_Work required_. Convert the records, starting at the line that contains "Provide the segmentation of every instance of the man" and ending at the end of the records, into a two-column CSV with the headers instruction and output. Give one row per record, putting each value in one quoted field with its line breaks replaced by spaces.

_Data in this exercise_.
::::::::

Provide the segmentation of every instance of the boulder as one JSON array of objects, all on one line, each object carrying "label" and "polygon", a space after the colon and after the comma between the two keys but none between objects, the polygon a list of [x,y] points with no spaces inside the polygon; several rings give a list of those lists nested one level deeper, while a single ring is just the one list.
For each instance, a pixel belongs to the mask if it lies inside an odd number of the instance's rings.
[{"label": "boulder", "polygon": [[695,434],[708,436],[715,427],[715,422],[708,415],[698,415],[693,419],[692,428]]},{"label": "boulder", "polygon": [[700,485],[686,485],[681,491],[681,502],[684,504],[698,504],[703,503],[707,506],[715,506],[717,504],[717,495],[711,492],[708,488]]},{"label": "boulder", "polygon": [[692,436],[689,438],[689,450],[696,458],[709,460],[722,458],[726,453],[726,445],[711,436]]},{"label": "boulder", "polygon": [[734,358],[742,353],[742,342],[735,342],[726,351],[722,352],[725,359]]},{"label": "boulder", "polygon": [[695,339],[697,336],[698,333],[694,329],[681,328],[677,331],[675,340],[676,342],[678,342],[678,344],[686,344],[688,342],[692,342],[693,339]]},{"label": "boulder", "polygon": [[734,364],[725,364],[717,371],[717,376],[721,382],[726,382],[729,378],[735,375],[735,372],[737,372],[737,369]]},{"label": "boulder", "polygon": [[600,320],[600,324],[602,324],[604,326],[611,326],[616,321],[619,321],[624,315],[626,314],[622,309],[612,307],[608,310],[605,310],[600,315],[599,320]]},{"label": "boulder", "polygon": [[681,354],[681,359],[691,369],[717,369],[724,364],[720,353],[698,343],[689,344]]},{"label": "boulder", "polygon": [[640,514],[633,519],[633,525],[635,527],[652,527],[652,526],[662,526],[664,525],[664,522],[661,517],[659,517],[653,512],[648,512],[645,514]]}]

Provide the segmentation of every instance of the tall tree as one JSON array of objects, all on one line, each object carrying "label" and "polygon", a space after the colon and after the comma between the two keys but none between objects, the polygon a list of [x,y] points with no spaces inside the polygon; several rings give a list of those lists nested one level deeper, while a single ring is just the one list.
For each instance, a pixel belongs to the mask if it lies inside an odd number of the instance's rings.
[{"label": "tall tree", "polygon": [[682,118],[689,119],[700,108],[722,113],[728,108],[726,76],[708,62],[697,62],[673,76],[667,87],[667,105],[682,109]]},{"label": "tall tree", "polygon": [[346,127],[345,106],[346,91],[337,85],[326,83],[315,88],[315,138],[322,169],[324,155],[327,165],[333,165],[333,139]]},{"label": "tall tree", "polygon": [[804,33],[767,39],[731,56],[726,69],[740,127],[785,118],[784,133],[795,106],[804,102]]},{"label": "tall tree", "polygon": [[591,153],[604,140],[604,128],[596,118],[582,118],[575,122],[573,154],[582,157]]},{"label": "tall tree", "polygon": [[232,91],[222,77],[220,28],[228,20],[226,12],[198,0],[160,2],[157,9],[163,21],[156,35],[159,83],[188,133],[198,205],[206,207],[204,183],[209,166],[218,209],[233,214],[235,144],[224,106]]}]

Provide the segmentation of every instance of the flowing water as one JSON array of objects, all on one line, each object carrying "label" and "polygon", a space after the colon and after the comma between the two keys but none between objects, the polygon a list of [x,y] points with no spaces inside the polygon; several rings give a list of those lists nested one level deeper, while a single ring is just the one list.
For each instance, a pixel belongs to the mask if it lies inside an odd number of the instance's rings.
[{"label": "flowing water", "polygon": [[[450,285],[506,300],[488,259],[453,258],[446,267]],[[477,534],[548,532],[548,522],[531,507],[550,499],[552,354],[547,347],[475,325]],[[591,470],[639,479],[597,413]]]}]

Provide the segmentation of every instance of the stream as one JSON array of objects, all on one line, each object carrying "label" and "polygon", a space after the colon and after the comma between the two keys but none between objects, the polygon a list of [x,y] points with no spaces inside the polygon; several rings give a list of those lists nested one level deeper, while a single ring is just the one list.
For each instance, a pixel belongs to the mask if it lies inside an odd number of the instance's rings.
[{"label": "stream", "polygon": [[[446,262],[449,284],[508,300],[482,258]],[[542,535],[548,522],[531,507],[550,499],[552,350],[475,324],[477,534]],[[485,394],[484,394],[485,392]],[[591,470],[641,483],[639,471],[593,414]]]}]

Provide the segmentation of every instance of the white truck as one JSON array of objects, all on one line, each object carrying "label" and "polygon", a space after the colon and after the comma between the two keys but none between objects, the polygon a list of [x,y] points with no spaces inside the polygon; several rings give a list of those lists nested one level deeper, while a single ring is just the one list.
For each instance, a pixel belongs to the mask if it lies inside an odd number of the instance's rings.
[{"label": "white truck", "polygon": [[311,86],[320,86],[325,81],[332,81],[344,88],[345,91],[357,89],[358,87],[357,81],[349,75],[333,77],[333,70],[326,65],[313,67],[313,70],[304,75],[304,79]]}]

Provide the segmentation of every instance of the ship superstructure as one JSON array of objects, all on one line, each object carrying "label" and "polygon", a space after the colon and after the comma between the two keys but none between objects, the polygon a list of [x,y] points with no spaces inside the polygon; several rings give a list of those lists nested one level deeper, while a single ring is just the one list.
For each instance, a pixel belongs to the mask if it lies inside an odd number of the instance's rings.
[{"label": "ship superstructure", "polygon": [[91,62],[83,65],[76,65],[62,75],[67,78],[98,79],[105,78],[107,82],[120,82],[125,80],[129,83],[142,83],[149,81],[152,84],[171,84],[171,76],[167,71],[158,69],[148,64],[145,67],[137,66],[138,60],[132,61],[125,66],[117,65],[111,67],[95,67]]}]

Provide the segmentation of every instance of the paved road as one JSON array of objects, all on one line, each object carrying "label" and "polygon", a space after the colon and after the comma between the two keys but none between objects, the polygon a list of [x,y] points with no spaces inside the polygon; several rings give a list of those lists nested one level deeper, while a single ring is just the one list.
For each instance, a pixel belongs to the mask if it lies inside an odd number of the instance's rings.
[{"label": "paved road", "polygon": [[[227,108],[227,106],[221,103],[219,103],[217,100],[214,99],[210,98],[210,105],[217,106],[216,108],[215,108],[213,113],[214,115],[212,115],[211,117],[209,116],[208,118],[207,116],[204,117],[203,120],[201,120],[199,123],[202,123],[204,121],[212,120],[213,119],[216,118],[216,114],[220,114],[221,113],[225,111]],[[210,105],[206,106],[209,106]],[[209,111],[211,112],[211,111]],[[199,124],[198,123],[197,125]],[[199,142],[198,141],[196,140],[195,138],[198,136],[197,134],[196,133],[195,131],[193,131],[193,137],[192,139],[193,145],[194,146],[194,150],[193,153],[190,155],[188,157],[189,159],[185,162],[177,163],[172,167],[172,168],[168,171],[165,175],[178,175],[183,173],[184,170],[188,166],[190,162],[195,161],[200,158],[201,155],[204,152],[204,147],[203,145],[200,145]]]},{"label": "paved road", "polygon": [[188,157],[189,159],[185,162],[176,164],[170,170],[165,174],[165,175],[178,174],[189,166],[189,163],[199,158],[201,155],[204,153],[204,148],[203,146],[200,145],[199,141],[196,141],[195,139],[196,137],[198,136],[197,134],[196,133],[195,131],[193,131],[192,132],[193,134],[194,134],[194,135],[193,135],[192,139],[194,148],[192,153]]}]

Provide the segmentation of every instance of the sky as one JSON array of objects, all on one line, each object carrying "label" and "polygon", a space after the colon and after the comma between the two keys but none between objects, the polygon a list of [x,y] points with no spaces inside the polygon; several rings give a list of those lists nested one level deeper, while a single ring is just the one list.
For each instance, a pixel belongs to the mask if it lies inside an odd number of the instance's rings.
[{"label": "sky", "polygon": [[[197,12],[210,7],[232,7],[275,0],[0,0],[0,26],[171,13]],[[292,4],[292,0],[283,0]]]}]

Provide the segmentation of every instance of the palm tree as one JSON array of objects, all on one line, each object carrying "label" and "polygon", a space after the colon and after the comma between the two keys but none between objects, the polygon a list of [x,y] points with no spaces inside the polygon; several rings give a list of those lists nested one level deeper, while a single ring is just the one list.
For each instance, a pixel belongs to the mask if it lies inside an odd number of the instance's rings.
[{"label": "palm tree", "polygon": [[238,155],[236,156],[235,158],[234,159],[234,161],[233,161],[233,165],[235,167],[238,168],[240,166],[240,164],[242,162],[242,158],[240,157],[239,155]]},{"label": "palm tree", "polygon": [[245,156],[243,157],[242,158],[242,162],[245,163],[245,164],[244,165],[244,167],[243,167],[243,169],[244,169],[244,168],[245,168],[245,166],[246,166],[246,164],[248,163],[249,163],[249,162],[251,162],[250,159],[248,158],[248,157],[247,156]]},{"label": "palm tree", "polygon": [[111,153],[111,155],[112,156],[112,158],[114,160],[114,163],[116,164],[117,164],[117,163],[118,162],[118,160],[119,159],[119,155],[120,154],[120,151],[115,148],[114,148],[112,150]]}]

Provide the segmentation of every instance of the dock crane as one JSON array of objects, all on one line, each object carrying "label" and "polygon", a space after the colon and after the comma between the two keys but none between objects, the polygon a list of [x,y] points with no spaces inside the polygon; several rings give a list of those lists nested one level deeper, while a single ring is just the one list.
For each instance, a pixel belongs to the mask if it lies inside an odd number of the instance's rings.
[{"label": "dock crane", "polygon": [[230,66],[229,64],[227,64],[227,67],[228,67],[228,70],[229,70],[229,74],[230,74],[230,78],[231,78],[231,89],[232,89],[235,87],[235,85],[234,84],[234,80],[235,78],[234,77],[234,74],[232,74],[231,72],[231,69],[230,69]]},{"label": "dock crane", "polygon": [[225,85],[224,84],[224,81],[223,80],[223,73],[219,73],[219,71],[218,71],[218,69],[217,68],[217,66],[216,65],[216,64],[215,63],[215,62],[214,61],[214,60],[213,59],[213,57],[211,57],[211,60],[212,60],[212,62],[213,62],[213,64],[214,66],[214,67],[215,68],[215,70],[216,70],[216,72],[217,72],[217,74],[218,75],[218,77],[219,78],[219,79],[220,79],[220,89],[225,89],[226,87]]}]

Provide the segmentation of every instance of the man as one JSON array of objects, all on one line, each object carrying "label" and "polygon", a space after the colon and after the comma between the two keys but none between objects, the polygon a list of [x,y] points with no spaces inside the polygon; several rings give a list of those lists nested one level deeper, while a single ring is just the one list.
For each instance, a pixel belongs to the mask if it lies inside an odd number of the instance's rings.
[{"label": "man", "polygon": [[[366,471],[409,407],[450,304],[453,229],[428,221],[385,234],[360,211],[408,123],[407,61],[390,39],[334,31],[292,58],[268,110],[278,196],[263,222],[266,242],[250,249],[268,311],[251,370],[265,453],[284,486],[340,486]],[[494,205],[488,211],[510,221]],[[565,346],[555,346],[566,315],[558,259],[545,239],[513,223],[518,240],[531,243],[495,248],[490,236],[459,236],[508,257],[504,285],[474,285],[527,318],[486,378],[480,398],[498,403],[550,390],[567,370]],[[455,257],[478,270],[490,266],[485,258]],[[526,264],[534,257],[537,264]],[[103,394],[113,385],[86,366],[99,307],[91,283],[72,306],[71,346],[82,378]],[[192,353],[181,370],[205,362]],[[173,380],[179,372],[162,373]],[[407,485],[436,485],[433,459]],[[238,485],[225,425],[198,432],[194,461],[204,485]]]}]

::::::::

_Finished answer_.
instruction,output
"Provide the segmentation of every instance of the man as one JSON array of objects, all on one line, each object carrying ""label"" and ""polygon"", a space after the colon and after the comma between the two keys but none between objects, the polygon a list of [x,y] points with no spaces inside the polygon; several rings give a list of those lists nested one level deeper, while a single ring is just the one list. For each instance, a pixel belongs to the mask if it lies inside an odd number of the instance's rings.","[{""label"": ""man"", ""polygon"": [[[366,471],[409,407],[450,304],[453,229],[428,221],[385,234],[360,211],[408,123],[407,61],[390,39],[334,31],[292,58],[268,110],[278,196],[263,222],[266,242],[250,249],[268,311],[251,370],[265,453],[284,486],[340,486]],[[494,205],[488,211],[510,221]],[[565,346],[555,346],[566,315],[558,259],[545,239],[513,223],[518,240],[531,243],[495,248],[490,236],[459,236],[508,257],[504,285],[474,285],[527,318],[486,378],[480,398],[498,403],[550,390],[567,370]],[[455,257],[478,270],[490,266],[485,258]],[[526,264],[534,257],[537,264]],[[103,394],[113,385],[86,366],[99,307],[91,283],[72,306],[71,346],[82,378]],[[192,353],[181,370],[205,362]],[[173,380],[179,372],[162,373]],[[407,485],[436,485],[433,459]],[[238,485],[225,425],[198,432],[194,461],[204,485]]]}]"